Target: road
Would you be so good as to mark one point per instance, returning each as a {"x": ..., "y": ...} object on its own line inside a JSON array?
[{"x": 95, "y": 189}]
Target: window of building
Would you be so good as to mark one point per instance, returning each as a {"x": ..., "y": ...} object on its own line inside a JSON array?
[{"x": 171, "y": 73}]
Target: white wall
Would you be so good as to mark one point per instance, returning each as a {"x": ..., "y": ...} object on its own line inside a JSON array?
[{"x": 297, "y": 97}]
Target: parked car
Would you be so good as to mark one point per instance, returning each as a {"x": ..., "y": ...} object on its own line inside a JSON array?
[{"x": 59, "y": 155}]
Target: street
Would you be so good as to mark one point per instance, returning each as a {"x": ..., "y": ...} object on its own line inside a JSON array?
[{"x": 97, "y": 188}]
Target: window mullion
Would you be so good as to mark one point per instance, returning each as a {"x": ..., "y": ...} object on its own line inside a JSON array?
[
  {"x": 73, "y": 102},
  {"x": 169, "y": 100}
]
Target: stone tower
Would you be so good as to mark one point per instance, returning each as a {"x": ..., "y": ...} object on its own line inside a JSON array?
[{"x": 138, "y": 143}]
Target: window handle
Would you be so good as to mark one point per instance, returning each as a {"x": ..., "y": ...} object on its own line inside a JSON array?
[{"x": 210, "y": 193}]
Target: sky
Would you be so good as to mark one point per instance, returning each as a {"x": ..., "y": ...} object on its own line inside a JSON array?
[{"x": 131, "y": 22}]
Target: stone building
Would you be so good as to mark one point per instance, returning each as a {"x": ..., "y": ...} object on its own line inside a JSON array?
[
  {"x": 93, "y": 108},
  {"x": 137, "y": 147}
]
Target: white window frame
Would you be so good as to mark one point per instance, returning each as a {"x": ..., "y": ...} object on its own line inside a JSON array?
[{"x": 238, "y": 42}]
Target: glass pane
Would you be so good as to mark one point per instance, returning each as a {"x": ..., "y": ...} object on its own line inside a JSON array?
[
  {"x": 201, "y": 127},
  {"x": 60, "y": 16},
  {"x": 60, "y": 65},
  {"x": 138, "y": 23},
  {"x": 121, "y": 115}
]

+ + + + + + +

> **TASK DETAILS**
Exactly as written above, copy out all the records.

> **WRITTEN ANSWER**
Target: road
Would you be so good as to mark one point per instance, returning each as a {"x": ..., "y": ...} object on its own line inside a JSON array?
[{"x": 95, "y": 189}]
Target: window of building
Would you be so good as to mark one point per instance, returning each as a {"x": ..., "y": ...} object on its own line inside a JSON array?
[{"x": 171, "y": 73}]
Target: white wall
Would you be so good as to mark one point per instance, returning each as a {"x": ..., "y": ...} object on its own line inside a JSON array?
[{"x": 297, "y": 97}]
Target: parked car
Would you be so good as to mark one point per instance, returning each as a {"x": ..., "y": ...} object on its own line inside a JSON array?
[{"x": 59, "y": 155}]
Target: street
Would you be so good as to mark one point per instance, returning each as a {"x": ..., "y": ...} object on its own line inside a JSON array?
[{"x": 97, "y": 188}]
Target: window mullion
Would you be so good as to mark one point per instance, returning each as a {"x": ..., "y": ...} object on its own line inside a JSON array?
[
  {"x": 73, "y": 102},
  {"x": 169, "y": 100}
]
Target: stone tower
Would you be so good as to mark one point per instance, returning each as a {"x": ..., "y": ...} object on its own line inside a JSON array?
[{"x": 138, "y": 143}]
Target: window handle
Would you be so good as to mark one point per instance, returning each as a {"x": ..., "y": ...} object on its own line inside a JSON array?
[{"x": 210, "y": 193}]
Target: sky
Would you be so good as to mark one point per instance, returning each as a {"x": ..., "y": ...} object on its own line inside a JSON array?
[{"x": 131, "y": 22}]
Target: stone building
Would you be so good as to mark one point per instance, returning each as a {"x": ..., "y": ...} object on its own line inside a JSON array?
[
  {"x": 93, "y": 108},
  {"x": 137, "y": 147}
]
Target: white window frame
Would you be so good as to mark one point per instance, returning each as a {"x": ..., "y": ...} object on its own line inside a JSON array?
[{"x": 238, "y": 42}]
Target: glass pane
Would you be so good as to mark one point per instance, returning each as a {"x": ..., "y": ...} object on its own line inside a JSON array?
[
  {"x": 201, "y": 127},
  {"x": 60, "y": 16},
  {"x": 60, "y": 65},
  {"x": 138, "y": 23},
  {"x": 121, "y": 115}
]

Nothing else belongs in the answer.